**** The data

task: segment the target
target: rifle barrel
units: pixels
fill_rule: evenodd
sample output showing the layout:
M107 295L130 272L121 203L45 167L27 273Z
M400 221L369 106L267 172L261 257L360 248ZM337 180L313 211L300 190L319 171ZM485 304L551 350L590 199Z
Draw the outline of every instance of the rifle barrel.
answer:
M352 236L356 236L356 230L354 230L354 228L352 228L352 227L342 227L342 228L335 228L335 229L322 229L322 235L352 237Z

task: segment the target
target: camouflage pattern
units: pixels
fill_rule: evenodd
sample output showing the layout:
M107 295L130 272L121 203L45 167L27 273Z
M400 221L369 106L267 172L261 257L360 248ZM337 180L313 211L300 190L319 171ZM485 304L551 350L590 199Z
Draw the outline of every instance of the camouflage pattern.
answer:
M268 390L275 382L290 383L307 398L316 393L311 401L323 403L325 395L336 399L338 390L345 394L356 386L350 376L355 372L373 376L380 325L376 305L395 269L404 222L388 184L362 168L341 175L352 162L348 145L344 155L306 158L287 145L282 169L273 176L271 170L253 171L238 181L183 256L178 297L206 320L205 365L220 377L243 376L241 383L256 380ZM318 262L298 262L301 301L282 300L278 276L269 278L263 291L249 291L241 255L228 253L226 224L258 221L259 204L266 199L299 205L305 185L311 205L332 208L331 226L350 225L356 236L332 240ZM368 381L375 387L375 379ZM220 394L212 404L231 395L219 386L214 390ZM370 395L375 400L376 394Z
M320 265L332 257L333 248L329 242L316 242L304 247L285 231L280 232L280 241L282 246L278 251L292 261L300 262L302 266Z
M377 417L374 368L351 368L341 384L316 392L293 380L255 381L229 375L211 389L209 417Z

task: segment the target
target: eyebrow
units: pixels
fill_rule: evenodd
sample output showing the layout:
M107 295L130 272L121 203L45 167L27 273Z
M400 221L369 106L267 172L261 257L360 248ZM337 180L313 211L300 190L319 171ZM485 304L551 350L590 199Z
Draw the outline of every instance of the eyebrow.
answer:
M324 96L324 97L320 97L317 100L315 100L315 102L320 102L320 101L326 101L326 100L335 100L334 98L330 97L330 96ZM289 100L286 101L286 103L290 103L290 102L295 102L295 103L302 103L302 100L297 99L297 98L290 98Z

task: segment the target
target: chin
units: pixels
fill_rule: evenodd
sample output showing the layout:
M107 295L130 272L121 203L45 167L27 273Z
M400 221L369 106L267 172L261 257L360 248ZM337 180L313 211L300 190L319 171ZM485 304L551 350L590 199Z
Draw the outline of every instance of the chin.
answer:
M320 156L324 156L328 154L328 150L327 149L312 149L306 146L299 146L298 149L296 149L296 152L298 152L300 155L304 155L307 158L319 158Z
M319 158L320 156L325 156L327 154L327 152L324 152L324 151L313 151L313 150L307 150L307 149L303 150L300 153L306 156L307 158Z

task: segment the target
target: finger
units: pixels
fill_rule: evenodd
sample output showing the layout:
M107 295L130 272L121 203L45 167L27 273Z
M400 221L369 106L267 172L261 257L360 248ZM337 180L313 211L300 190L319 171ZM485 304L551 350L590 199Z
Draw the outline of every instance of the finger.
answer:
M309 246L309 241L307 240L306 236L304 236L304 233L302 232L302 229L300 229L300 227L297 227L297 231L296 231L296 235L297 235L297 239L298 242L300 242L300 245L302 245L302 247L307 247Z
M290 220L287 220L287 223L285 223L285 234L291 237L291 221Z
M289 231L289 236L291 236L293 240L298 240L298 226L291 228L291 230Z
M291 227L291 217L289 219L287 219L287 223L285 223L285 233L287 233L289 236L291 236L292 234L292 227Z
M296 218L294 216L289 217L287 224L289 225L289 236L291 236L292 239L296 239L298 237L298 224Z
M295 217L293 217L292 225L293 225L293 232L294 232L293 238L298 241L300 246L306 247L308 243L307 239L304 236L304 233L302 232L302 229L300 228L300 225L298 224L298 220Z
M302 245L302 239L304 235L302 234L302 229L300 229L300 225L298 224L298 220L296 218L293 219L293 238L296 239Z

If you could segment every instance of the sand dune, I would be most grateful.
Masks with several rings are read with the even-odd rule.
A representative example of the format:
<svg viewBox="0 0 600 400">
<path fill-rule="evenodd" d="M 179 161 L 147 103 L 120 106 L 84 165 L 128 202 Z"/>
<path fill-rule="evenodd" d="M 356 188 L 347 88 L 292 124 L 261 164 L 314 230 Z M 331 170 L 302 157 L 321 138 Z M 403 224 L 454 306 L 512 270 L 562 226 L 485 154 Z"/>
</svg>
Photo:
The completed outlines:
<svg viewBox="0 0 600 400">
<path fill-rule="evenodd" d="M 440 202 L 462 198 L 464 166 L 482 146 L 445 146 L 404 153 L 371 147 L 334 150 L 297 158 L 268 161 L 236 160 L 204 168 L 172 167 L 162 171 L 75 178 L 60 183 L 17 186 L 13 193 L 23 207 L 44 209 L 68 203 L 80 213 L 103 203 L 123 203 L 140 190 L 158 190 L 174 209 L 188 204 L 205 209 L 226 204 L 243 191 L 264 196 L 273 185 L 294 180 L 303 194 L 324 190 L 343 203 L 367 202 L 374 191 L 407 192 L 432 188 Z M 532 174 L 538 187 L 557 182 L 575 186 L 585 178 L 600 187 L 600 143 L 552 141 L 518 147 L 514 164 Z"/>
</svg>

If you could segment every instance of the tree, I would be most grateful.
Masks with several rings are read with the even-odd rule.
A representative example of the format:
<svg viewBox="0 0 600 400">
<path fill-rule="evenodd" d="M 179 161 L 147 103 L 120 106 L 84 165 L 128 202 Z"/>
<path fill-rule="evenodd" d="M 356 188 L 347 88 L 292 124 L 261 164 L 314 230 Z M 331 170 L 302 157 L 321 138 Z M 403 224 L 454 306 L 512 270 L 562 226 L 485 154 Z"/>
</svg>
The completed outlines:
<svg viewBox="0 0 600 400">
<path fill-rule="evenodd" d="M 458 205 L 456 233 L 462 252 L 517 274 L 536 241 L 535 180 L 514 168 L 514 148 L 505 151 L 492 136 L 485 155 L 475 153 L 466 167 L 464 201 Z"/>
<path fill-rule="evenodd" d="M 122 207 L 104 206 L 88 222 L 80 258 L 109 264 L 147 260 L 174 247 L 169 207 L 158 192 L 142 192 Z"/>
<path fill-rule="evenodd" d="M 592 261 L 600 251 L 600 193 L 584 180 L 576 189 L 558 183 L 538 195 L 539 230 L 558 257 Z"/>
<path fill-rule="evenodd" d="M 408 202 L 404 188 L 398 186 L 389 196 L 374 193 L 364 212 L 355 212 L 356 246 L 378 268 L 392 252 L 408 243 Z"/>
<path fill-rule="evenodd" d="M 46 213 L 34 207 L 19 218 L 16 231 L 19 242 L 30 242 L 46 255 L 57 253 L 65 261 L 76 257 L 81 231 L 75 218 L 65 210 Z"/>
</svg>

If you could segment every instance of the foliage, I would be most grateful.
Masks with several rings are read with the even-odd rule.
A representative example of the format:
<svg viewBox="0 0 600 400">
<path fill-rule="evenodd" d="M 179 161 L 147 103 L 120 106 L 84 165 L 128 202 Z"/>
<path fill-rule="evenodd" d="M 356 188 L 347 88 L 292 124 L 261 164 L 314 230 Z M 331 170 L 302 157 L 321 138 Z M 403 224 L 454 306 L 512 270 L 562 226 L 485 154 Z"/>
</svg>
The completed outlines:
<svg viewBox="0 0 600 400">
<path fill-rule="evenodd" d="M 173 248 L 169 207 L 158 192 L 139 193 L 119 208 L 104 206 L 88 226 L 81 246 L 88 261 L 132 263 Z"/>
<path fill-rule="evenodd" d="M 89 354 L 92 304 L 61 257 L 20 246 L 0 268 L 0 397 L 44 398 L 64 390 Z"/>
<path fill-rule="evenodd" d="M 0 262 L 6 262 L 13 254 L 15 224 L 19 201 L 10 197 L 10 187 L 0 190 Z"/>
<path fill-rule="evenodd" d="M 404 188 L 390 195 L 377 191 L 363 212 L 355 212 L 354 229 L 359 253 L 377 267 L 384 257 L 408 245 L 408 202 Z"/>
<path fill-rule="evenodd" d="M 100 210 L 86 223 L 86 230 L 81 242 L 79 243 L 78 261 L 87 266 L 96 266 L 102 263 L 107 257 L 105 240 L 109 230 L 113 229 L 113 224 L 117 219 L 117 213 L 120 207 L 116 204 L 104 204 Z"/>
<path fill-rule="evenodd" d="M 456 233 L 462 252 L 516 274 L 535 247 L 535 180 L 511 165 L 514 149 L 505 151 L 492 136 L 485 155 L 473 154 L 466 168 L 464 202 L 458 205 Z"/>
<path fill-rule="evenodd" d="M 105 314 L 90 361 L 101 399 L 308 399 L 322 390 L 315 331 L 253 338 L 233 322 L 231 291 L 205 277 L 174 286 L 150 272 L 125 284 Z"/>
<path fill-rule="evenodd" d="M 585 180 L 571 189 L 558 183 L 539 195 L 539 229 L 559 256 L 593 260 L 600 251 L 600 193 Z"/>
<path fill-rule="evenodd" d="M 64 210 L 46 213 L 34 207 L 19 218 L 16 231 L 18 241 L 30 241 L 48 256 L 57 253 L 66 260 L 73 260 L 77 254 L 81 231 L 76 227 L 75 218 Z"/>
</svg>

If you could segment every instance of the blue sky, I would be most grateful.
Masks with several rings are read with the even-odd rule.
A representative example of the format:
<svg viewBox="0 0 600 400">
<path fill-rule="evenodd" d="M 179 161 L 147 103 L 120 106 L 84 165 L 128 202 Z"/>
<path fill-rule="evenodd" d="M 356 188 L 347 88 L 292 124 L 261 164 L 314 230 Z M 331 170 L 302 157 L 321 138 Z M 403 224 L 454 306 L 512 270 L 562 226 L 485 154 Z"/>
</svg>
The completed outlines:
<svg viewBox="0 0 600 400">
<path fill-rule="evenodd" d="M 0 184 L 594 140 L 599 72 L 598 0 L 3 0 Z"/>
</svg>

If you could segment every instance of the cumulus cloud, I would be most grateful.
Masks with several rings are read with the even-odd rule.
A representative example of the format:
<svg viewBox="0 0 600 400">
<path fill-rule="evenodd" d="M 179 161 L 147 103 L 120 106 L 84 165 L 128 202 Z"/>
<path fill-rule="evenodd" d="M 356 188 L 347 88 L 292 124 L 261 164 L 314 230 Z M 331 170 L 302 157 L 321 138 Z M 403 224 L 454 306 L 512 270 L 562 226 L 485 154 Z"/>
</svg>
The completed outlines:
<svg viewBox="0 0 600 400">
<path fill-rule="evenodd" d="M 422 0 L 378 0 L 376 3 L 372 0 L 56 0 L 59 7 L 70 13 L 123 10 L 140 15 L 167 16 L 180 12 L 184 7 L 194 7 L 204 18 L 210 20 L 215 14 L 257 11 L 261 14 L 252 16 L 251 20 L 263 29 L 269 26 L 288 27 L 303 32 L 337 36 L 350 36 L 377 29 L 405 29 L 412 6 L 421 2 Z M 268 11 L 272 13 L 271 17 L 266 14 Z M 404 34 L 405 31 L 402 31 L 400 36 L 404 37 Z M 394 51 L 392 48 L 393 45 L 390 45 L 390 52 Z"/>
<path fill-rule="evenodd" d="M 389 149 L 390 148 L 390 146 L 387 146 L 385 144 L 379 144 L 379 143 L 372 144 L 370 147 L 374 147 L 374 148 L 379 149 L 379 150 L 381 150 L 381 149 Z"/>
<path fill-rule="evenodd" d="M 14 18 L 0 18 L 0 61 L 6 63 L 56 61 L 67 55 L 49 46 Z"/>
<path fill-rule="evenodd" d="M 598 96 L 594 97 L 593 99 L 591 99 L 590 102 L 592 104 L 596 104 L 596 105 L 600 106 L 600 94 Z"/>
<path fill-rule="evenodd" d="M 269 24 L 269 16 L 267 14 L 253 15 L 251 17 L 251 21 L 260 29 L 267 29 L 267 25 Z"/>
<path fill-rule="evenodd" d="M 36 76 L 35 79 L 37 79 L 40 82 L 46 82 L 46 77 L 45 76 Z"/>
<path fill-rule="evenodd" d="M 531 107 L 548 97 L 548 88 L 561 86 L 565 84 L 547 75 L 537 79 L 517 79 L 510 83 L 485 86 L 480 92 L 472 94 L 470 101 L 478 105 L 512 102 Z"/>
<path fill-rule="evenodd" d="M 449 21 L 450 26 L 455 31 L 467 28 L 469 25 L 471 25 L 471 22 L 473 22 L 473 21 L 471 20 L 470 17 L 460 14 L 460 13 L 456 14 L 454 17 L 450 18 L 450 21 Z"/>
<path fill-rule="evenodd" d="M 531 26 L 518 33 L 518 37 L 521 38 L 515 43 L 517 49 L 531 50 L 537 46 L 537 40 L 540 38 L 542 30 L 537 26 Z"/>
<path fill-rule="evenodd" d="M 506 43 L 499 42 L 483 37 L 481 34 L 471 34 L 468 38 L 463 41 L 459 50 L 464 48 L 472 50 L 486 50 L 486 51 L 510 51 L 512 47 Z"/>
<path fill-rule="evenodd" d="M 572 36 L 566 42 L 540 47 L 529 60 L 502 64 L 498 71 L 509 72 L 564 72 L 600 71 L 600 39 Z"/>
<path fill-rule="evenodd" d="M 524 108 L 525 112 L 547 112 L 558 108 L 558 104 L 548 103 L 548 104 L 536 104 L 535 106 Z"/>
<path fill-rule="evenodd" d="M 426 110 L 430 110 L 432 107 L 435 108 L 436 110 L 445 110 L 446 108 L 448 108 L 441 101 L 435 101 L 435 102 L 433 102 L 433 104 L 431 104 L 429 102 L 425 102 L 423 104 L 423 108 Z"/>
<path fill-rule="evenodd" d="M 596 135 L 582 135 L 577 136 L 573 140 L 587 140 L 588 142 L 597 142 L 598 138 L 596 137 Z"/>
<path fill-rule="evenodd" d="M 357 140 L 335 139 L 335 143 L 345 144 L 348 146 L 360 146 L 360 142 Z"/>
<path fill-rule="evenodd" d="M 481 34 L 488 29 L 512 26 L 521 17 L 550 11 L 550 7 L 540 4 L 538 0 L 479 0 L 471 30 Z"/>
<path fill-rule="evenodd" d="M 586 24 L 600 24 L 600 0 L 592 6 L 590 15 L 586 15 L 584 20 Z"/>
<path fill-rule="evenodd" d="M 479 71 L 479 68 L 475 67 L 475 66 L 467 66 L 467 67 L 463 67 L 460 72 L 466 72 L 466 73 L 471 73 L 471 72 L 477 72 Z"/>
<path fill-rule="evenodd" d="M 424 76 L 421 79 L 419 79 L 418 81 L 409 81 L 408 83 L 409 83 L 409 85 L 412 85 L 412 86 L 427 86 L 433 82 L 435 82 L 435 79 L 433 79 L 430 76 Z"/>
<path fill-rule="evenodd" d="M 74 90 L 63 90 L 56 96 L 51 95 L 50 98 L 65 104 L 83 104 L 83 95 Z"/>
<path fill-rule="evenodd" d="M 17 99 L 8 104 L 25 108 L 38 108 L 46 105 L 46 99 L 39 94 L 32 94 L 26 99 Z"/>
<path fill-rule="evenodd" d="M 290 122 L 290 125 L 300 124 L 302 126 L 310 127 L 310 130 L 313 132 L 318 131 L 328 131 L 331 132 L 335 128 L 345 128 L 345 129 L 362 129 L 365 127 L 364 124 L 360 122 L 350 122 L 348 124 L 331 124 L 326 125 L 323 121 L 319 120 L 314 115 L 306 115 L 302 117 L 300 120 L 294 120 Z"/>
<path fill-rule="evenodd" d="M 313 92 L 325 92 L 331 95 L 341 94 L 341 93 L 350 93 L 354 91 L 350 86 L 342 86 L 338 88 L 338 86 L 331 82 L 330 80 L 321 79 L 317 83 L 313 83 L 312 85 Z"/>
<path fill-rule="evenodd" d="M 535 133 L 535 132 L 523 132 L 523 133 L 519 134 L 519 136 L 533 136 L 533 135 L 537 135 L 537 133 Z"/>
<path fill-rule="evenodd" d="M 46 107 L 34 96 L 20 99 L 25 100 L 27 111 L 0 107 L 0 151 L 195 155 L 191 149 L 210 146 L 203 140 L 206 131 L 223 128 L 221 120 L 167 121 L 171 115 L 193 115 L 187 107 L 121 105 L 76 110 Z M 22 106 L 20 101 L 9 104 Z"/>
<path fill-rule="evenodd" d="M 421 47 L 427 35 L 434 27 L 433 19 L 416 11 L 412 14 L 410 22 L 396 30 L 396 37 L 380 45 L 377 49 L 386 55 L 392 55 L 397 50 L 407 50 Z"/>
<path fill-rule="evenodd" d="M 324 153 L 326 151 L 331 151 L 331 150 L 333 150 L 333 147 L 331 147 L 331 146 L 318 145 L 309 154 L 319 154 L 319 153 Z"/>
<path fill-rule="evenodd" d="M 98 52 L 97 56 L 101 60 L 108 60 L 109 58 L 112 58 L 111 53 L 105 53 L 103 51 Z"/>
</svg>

********

Activity. Would you copy each line of the records that contains "camouflage"?

Completed exercise.
target: camouflage pattern
Draw the outline of every instance of the camouflage pattern.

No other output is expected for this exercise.